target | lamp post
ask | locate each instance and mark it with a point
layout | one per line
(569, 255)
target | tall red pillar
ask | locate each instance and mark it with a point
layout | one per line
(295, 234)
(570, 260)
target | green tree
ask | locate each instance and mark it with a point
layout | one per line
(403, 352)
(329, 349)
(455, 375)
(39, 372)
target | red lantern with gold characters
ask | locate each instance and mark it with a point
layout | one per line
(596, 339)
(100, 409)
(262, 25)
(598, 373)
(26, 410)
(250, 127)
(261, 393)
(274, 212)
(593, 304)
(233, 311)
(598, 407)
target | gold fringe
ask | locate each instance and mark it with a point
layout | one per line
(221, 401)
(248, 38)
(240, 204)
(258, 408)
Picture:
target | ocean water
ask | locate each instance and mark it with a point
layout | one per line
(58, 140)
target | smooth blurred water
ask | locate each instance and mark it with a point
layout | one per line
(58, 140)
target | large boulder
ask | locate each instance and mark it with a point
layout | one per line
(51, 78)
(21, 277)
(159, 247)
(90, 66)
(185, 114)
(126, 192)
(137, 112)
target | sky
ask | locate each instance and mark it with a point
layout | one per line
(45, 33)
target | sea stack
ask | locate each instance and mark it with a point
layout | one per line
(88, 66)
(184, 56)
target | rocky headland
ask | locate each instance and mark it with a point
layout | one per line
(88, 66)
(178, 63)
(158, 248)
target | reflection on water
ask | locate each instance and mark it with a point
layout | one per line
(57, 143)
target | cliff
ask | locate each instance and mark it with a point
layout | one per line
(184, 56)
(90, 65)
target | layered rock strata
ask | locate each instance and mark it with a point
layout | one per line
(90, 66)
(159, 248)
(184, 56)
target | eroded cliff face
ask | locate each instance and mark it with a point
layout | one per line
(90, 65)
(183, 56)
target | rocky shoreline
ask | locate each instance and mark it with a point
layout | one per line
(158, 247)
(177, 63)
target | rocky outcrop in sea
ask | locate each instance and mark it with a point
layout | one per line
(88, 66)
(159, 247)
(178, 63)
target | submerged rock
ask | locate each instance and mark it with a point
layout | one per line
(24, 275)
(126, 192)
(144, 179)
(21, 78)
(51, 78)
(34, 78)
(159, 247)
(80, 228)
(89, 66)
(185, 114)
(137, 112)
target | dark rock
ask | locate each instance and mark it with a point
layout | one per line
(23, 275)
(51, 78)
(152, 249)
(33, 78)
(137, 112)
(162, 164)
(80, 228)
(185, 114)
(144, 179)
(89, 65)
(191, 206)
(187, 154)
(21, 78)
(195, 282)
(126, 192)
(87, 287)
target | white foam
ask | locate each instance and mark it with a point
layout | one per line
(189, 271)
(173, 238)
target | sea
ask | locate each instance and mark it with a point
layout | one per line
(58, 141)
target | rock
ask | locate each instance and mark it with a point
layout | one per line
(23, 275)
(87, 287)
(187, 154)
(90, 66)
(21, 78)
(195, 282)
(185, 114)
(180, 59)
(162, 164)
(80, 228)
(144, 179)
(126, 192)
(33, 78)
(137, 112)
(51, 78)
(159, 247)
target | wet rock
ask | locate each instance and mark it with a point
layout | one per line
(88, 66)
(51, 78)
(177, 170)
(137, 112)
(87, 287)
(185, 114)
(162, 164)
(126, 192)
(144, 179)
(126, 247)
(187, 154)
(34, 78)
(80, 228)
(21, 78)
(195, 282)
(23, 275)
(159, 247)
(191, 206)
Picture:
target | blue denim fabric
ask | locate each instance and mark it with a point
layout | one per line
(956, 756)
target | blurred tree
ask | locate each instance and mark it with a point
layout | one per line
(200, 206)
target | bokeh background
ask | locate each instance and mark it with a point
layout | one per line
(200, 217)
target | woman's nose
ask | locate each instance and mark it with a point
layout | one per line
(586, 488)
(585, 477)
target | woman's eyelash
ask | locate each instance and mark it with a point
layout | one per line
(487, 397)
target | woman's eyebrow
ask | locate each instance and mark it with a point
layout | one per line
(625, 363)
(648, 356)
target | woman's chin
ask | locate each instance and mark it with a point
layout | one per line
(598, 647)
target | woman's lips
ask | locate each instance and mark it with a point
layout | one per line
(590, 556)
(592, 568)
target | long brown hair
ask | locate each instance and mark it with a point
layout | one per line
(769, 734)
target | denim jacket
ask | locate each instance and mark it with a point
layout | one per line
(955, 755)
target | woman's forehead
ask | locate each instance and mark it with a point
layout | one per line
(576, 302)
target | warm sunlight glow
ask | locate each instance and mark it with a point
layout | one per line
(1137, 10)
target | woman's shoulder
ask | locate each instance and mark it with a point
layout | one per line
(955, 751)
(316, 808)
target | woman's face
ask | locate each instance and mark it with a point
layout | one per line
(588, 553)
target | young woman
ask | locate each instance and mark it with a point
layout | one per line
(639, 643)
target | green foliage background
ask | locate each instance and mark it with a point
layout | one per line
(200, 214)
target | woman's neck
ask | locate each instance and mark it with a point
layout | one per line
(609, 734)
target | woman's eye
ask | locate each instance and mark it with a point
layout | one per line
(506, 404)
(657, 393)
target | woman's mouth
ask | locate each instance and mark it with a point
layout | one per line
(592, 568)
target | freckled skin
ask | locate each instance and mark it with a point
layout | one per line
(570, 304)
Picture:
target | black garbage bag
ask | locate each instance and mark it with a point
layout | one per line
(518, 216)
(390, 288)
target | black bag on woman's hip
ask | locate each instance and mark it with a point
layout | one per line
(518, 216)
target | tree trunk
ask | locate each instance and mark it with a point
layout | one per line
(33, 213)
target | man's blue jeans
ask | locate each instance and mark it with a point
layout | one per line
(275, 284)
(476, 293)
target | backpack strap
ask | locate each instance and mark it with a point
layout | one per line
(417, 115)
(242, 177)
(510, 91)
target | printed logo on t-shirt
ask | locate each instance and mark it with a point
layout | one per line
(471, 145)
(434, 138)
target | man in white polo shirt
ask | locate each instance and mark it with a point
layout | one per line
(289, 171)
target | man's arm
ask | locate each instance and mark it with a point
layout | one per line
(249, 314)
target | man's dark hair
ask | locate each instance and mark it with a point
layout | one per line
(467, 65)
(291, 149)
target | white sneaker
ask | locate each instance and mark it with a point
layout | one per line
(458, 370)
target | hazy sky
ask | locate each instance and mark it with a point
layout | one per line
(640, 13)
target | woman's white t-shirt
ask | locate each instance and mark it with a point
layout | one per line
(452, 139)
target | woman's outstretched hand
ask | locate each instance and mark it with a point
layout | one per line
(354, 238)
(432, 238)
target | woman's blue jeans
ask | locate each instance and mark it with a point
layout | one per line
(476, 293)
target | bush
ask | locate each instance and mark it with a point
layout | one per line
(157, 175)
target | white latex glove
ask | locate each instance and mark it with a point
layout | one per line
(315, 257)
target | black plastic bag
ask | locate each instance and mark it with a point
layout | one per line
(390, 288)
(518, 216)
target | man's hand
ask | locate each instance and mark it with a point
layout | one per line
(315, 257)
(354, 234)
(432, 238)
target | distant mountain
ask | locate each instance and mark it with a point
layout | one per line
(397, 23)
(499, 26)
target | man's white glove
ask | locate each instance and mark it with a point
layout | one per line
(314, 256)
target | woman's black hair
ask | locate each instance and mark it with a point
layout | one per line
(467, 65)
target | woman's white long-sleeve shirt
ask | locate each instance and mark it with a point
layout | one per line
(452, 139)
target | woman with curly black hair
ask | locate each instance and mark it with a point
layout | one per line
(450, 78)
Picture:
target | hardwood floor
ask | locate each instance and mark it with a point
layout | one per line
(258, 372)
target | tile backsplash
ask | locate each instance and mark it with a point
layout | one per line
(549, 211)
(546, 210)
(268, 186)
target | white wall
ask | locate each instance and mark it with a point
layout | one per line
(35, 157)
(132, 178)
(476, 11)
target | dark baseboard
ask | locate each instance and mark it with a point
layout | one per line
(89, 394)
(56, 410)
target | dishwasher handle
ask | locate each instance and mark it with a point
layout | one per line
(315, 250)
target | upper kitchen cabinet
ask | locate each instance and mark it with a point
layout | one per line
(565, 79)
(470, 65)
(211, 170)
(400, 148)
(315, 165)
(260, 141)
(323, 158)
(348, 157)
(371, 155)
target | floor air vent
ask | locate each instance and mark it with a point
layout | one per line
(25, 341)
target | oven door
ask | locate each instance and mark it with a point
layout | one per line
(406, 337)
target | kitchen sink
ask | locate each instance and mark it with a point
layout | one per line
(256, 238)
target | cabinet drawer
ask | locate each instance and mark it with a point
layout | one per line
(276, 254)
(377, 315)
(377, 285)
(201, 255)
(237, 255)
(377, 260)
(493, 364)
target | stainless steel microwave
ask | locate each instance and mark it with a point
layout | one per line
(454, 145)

> **EXERCISE DETAILS**
Locate "target | distant mountain" in the data above. Then repeat, exactly, its line and each line after it through the last, adding nothing.

> **THE ANSWER**
target | distant mountain
ask | locate each instance and mark it with a point
layout | one per line
(397, 23)
(499, 26)
target | man's white glove
ask | locate each instance and mark it with a point
layout | one per line
(314, 256)
target | woman's black hair
ask | locate each instance and mark it with a point
layout | one per line
(467, 65)
target | woman's white long-sleeve shirt
ask | locate each instance and mark it with a point
layout | one per line
(452, 139)
target | woman with curly black hair
ask | locate each instance and mark it with a point
layout | one per line
(450, 78)
Picture:
target | hardwood floor
ask | locate each instance and mark it with a point
layout | one per line
(258, 372)
target | tile backsplash
ask | locate each instance and mark it with a point
layout | one per line
(549, 211)
(546, 210)
(268, 186)
target | white wall
ask | locate each instance and mark it with a point
layout | one per line
(35, 157)
(132, 178)
(476, 11)
target | dark baseboard
ask | locate each instance and mark it with a point
layout | one per line
(89, 394)
(56, 410)
target | dishwasher handle
ask | locate each instance and mark it with a point
layout | one per line
(315, 250)
target | upper kitchen cabinet
ask | locate each instance and mark it with a point
layout | one per line
(565, 79)
(470, 65)
(211, 170)
(400, 148)
(315, 165)
(260, 141)
(323, 158)
(348, 157)
(371, 155)
target | floor air vent
ask | locate each instance and mark it with a point
layout | one per line
(25, 341)
target | oven door
ask | locate each instance and mark it with a point
layout | one per line
(406, 337)
target | kitchen sink
ask | locate each instance and mark it with a point
layout | one per line
(256, 238)
target | cabinet drawer
ask | locate each instance and mark it with a point
layout | one per line
(276, 254)
(377, 315)
(377, 285)
(201, 255)
(237, 255)
(377, 260)
(493, 364)
target | stainless steel microwave
ask | locate each instance and mark it with a point
layout | one per line
(454, 145)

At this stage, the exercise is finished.